▶ [PROVIDED INFORMATION]:

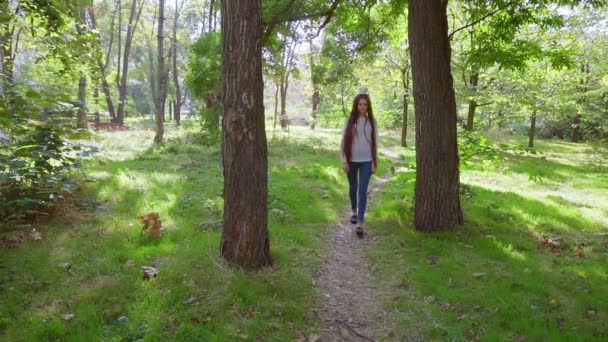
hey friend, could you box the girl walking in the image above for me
[340,94,378,237]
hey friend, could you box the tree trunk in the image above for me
[154,0,165,143]
[528,110,537,149]
[77,73,87,128]
[401,93,408,148]
[172,0,182,125]
[94,87,100,131]
[311,89,320,129]
[572,63,589,143]
[220,0,272,270]
[88,6,117,122]
[116,0,143,125]
[465,71,479,131]
[0,2,15,93]
[273,83,279,130]
[401,68,409,147]
[279,81,287,129]
[409,0,463,232]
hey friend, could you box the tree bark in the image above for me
[528,110,537,149]
[465,71,479,131]
[220,0,272,270]
[116,0,144,125]
[88,5,117,122]
[77,73,88,128]
[409,0,463,232]
[401,67,409,147]
[154,0,165,143]
[172,0,182,125]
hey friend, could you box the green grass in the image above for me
[0,119,356,341]
[366,135,608,341]
[2,121,606,341]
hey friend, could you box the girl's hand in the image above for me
[342,162,349,174]
[372,162,377,174]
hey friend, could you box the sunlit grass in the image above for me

▶ [WHAT YOU SHOULD DO]: Copy out the lines above in full and unaltered, apart from the pictures.

▶ [TASK ANSWER]:
hey friend, could you box the girl walking in the image above for me
[340,94,378,237]
hey friend, could you box the tree trunk in the image above for me
[154,0,165,143]
[528,110,537,149]
[77,73,87,128]
[401,93,408,148]
[172,0,182,125]
[94,87,100,131]
[311,89,320,129]
[572,63,589,143]
[220,0,272,270]
[88,6,117,122]
[116,0,143,125]
[465,71,479,131]
[0,2,15,93]
[273,83,279,130]
[401,68,409,147]
[279,81,287,129]
[409,0,463,232]
hey friend, could you box the tree bark in the image above for me
[528,110,537,149]
[465,71,479,131]
[220,0,272,270]
[116,0,144,125]
[88,5,117,122]
[77,73,88,128]
[409,0,463,232]
[401,67,409,147]
[154,0,165,143]
[172,0,182,125]
hey friend, could you box the green grass in the image above for me
[0,119,356,341]
[366,135,608,341]
[2,121,606,341]
hey friend, could you box the girl's hand in the image above for me
[342,162,349,174]
[372,162,377,174]
hey friend, could you box the sunlit grass in the image above for me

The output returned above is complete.